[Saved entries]
::::::::::
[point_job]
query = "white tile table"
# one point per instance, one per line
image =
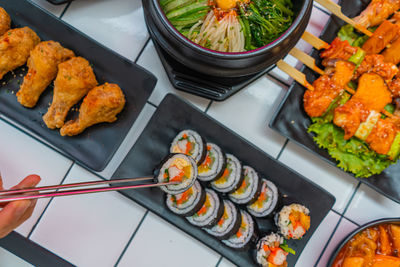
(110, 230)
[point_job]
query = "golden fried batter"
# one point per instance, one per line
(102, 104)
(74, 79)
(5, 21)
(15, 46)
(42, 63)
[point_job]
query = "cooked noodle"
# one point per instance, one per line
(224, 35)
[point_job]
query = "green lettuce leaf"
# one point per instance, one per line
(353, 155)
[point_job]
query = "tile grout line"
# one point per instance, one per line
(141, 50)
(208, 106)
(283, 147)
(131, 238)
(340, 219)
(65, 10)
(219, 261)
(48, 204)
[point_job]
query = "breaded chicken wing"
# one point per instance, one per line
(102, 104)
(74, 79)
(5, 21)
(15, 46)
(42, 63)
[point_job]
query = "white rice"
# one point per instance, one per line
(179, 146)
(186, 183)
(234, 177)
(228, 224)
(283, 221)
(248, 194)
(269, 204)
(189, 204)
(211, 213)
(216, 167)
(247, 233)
::::::::::
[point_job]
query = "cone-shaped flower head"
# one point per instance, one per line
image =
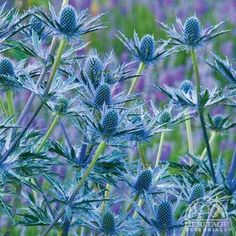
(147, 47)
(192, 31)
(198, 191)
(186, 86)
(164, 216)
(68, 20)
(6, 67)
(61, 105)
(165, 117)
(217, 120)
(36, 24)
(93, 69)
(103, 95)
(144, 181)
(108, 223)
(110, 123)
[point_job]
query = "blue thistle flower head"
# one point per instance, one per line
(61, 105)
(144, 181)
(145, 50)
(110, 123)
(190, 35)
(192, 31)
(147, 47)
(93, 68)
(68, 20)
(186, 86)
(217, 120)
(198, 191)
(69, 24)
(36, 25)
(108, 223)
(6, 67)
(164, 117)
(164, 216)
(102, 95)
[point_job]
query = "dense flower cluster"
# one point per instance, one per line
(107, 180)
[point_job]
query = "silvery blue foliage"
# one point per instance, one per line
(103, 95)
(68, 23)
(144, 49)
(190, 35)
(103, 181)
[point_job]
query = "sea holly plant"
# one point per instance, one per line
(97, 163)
::::::::::
**Work order:**
Your task is to list each line of the records with the word "blue".

**Solution for this exercise:**
query = "blue thistle flower head"
query = "silvery blue foliage"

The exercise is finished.